**TASK STATEMENT:**
Rewrite the material below as a numbered list, skipping blank lines, beginning at the line containing "Note to the class: locate the murky" and continuing through the line containing "<point>571,580</point>".

[Collection entries]
## begin
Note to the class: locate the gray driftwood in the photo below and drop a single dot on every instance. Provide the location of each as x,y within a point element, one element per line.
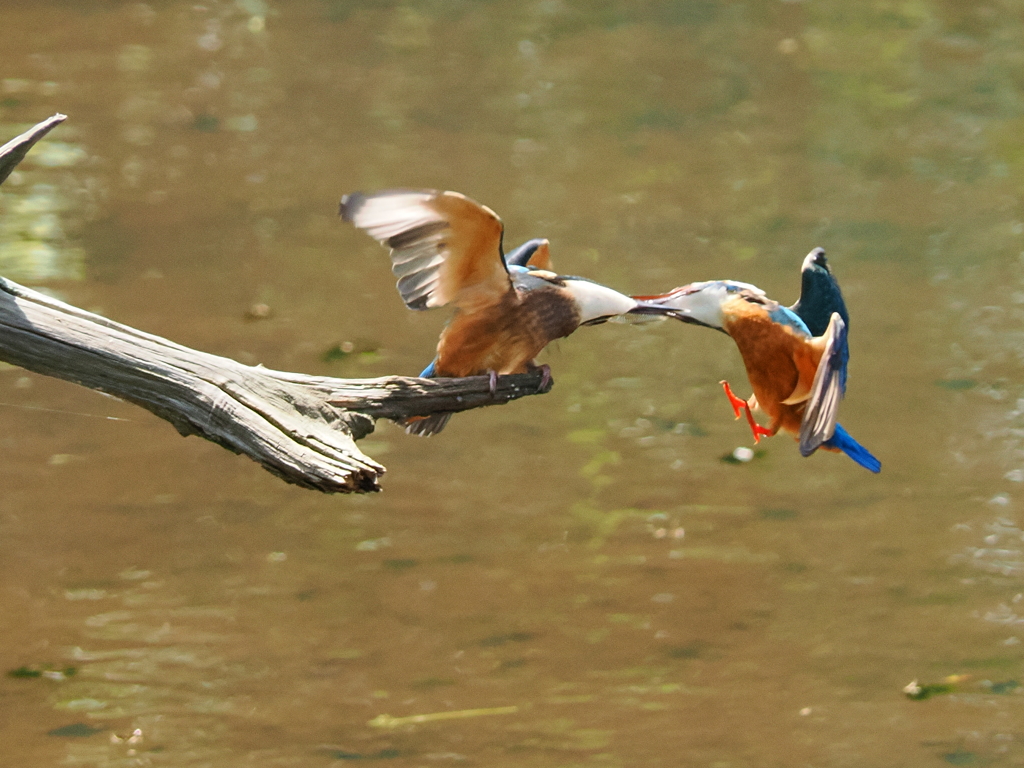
<point>302,428</point>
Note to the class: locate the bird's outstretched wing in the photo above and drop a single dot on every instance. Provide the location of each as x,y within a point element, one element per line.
<point>445,248</point>
<point>826,391</point>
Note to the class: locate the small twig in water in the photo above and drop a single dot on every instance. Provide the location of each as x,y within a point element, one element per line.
<point>386,721</point>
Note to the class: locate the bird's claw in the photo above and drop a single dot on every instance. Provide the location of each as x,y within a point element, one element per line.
<point>739,407</point>
<point>738,403</point>
<point>545,378</point>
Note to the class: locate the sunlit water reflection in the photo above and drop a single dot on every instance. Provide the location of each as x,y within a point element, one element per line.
<point>579,579</point>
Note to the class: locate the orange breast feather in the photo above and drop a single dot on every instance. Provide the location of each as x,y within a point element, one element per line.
<point>780,364</point>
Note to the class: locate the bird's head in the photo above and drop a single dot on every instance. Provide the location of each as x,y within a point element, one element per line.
<point>596,303</point>
<point>815,261</point>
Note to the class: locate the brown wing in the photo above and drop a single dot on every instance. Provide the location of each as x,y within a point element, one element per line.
<point>445,248</point>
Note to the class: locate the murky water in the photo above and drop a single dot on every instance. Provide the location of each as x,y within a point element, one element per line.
<point>571,580</point>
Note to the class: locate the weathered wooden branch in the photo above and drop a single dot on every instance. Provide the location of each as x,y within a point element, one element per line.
<point>299,427</point>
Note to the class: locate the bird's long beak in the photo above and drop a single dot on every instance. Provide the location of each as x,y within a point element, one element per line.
<point>657,310</point>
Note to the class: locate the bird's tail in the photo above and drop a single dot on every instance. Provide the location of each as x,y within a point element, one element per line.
<point>426,425</point>
<point>841,440</point>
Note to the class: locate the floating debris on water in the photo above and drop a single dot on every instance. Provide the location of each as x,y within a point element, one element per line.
<point>386,721</point>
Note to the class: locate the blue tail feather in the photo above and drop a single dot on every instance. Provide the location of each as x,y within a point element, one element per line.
<point>841,439</point>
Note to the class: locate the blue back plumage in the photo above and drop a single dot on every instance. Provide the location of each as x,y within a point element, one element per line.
<point>841,439</point>
<point>785,316</point>
<point>819,297</point>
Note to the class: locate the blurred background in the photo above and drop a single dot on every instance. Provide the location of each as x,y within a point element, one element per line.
<point>589,572</point>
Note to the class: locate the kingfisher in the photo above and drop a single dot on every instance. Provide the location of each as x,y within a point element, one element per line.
<point>796,357</point>
<point>448,249</point>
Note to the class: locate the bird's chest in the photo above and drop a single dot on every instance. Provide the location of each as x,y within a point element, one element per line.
<point>771,354</point>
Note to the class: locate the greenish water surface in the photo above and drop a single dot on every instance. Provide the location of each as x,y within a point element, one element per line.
<point>572,580</point>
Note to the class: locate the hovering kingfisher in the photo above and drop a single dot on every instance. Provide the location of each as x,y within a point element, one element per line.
<point>796,357</point>
<point>446,249</point>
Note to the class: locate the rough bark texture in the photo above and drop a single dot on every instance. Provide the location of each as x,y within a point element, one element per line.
<point>302,428</point>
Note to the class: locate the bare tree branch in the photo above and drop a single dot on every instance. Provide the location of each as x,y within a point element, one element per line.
<point>302,428</point>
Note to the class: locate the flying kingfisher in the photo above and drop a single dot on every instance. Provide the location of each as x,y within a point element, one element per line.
<point>446,249</point>
<point>796,357</point>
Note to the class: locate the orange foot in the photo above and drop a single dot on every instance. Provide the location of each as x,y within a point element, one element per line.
<point>738,406</point>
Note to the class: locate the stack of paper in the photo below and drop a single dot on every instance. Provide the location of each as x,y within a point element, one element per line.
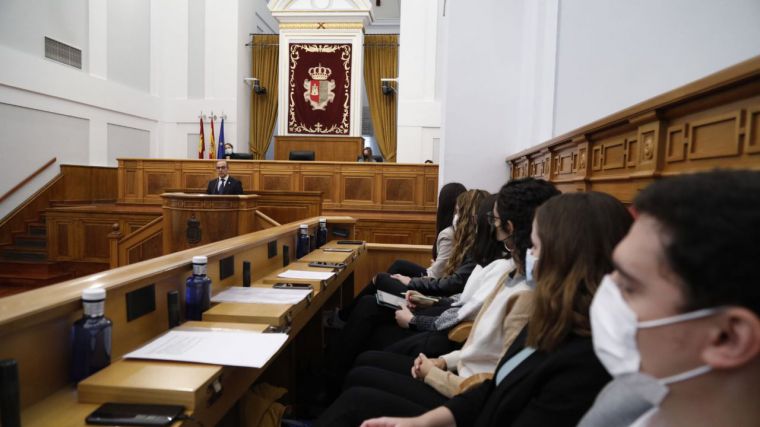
<point>306,275</point>
<point>228,348</point>
<point>261,295</point>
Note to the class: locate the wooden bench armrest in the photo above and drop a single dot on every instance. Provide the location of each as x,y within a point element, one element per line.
<point>460,332</point>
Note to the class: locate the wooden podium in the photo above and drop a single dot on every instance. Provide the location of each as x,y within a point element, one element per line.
<point>325,148</point>
<point>192,220</point>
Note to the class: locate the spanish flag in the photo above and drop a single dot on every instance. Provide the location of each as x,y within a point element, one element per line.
<point>201,143</point>
<point>212,142</point>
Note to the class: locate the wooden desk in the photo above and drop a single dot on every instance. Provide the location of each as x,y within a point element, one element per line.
<point>325,148</point>
<point>34,325</point>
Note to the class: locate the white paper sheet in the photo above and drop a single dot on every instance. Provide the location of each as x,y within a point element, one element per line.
<point>390,300</point>
<point>261,295</point>
<point>306,275</point>
<point>229,348</point>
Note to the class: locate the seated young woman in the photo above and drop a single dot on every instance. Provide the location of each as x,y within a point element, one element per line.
<point>458,268</point>
<point>360,332</point>
<point>445,220</point>
<point>549,375</point>
<point>423,316</point>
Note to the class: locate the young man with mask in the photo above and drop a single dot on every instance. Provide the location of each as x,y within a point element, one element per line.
<point>677,324</point>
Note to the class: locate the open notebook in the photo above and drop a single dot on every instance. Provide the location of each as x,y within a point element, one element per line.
<point>389,300</point>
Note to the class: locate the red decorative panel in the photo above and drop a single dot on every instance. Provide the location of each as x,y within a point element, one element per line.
<point>319,89</point>
<point>753,134</point>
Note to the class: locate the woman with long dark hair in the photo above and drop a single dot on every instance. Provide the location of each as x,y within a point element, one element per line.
<point>549,375</point>
<point>445,222</point>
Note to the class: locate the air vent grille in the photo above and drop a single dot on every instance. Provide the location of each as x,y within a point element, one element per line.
<point>63,53</point>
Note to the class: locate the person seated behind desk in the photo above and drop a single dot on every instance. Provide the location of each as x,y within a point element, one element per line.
<point>367,156</point>
<point>224,184</point>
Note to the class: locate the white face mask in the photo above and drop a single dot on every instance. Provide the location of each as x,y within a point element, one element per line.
<point>613,332</point>
<point>530,264</point>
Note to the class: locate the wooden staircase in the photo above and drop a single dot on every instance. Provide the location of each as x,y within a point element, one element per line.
<point>24,263</point>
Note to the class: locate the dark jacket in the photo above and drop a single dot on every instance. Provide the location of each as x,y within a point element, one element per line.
<point>445,286</point>
<point>546,389</point>
<point>232,186</point>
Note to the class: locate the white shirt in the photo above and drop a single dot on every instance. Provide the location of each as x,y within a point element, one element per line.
<point>485,345</point>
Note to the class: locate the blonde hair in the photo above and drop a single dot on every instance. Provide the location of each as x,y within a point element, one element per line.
<point>464,236</point>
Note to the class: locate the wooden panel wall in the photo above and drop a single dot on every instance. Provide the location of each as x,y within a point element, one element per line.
<point>344,186</point>
<point>73,184</point>
<point>82,235</point>
<point>711,123</point>
<point>325,148</point>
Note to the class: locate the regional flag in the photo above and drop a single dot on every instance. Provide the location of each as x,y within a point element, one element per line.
<point>212,142</point>
<point>201,143</point>
<point>220,150</point>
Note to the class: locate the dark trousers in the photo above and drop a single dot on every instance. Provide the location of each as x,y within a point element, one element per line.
<point>370,327</point>
<point>380,385</point>
<point>407,268</point>
<point>429,343</point>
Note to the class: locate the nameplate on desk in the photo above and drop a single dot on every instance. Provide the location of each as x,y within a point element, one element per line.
<point>306,275</point>
<point>246,349</point>
<point>261,295</point>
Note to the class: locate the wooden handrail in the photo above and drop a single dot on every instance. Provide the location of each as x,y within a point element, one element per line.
<point>27,179</point>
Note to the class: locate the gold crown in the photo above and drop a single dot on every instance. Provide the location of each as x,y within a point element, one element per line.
<point>319,72</point>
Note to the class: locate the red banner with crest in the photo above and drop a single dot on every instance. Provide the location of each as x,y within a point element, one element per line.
<point>319,98</point>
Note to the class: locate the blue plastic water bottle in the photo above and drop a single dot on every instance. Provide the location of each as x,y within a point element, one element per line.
<point>197,290</point>
<point>302,245</point>
<point>322,232</point>
<point>91,336</point>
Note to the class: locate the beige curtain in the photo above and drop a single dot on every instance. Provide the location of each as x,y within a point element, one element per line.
<point>266,48</point>
<point>381,61</point>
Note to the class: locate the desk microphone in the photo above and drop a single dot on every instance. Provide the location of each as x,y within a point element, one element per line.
<point>246,274</point>
<point>10,405</point>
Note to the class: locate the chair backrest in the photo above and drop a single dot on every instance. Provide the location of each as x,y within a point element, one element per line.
<point>301,155</point>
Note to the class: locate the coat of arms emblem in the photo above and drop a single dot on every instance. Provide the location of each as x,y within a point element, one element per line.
<point>319,90</point>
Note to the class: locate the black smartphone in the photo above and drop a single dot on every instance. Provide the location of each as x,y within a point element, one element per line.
<point>325,264</point>
<point>135,414</point>
<point>292,286</point>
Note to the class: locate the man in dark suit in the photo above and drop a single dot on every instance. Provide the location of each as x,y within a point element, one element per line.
<point>224,184</point>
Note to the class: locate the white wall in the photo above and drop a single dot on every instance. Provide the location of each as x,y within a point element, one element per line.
<point>128,47</point>
<point>616,53</point>
<point>496,77</point>
<point>24,24</point>
<point>419,91</point>
<point>132,93</point>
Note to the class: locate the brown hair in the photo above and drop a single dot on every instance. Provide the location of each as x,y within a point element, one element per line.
<point>578,232</point>
<point>464,235</point>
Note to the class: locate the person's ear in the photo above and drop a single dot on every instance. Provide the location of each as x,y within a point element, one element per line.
<point>734,339</point>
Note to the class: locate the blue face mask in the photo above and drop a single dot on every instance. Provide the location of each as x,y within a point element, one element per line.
<point>530,264</point>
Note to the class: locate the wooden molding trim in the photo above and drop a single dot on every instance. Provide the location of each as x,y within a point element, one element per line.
<point>27,179</point>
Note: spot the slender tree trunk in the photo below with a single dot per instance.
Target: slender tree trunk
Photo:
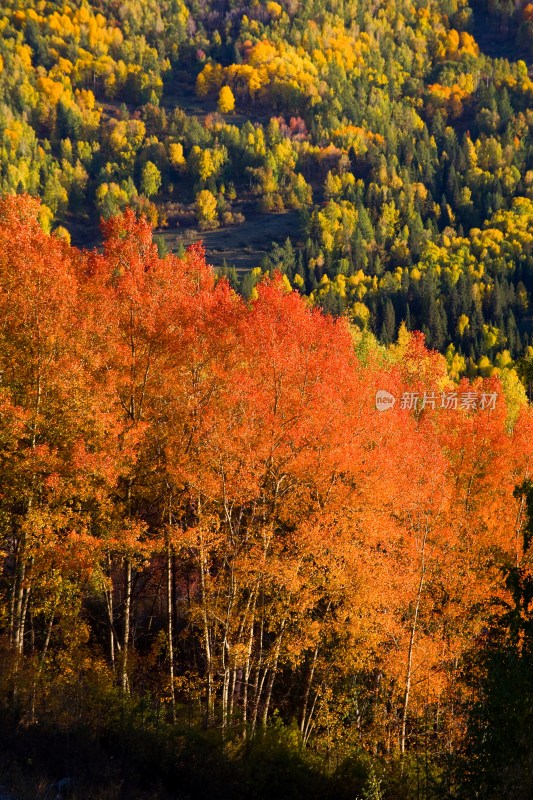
(408, 673)
(127, 622)
(170, 630)
(207, 640)
(303, 719)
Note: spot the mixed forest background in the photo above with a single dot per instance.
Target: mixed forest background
(225, 573)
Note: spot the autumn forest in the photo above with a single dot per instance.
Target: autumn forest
(266, 527)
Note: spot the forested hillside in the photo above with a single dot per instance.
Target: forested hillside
(406, 148)
(266, 533)
(218, 550)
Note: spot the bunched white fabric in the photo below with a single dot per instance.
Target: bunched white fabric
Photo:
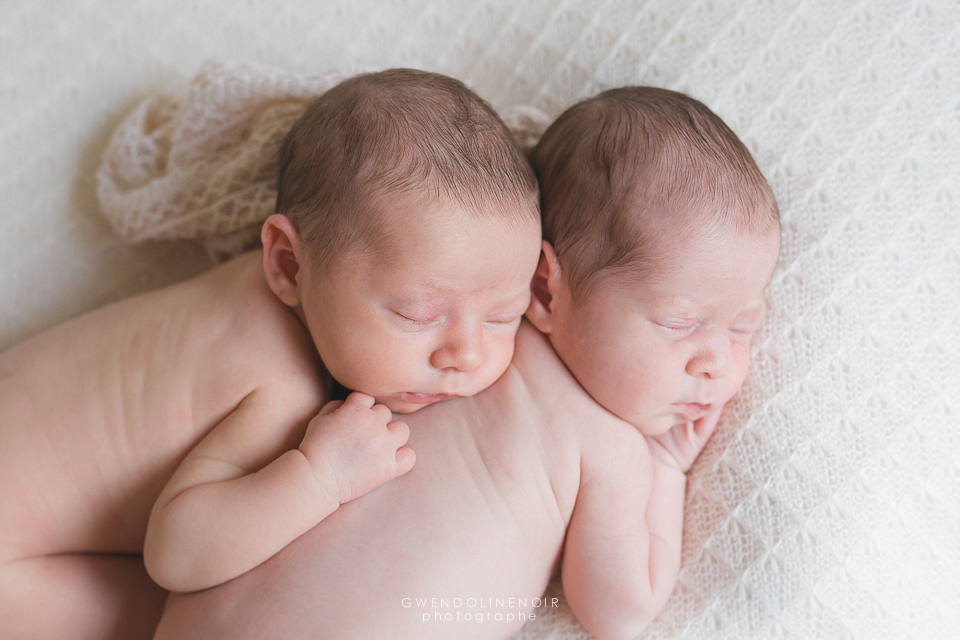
(828, 503)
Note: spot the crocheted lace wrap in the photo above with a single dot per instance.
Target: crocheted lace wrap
(205, 167)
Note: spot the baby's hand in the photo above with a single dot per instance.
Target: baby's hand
(354, 447)
(681, 445)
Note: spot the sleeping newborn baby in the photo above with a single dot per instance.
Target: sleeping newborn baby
(398, 264)
(661, 235)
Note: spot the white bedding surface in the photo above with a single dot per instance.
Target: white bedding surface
(828, 504)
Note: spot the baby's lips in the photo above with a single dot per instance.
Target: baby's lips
(423, 398)
(692, 411)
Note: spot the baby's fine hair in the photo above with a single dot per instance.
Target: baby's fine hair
(377, 135)
(619, 170)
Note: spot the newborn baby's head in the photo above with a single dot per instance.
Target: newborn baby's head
(660, 235)
(406, 235)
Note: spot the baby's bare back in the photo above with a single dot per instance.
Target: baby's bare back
(462, 546)
(95, 414)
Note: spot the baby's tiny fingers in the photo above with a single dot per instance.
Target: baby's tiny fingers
(382, 412)
(705, 426)
(399, 430)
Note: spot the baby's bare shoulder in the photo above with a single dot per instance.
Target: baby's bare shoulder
(265, 337)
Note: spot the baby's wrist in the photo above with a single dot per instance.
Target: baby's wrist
(322, 480)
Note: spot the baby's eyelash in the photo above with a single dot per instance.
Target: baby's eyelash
(417, 321)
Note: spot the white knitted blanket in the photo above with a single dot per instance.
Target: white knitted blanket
(828, 503)
(205, 167)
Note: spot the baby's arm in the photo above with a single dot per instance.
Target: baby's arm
(244, 493)
(622, 552)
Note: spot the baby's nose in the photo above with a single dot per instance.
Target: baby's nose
(712, 358)
(461, 349)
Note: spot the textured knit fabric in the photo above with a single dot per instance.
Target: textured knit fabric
(828, 503)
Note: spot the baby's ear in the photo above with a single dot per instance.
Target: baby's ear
(282, 258)
(543, 289)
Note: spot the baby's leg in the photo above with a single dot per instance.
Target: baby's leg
(78, 596)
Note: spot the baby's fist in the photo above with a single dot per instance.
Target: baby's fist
(681, 445)
(354, 446)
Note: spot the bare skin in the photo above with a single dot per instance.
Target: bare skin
(528, 477)
(167, 423)
(96, 414)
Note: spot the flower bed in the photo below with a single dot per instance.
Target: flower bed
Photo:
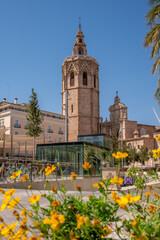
(70, 217)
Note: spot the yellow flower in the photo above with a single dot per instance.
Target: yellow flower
(49, 169)
(156, 195)
(86, 166)
(80, 221)
(116, 180)
(114, 196)
(34, 199)
(96, 222)
(90, 196)
(106, 228)
(9, 228)
(122, 202)
(129, 198)
(23, 212)
(1, 190)
(87, 221)
(55, 203)
(73, 176)
(157, 138)
(152, 208)
(2, 225)
(156, 153)
(97, 184)
(55, 221)
(54, 189)
(119, 155)
(73, 237)
(134, 223)
(16, 174)
(24, 178)
(9, 193)
(4, 204)
(147, 194)
(13, 203)
(136, 198)
(24, 221)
## end
**THE COMPLETED TASK:**
1. Note to the class: locate the murky water in the photo above and drop a single dot on every instance. Provide the location of each as x,y within a point element, one element per line.
2. <point>571,580</point>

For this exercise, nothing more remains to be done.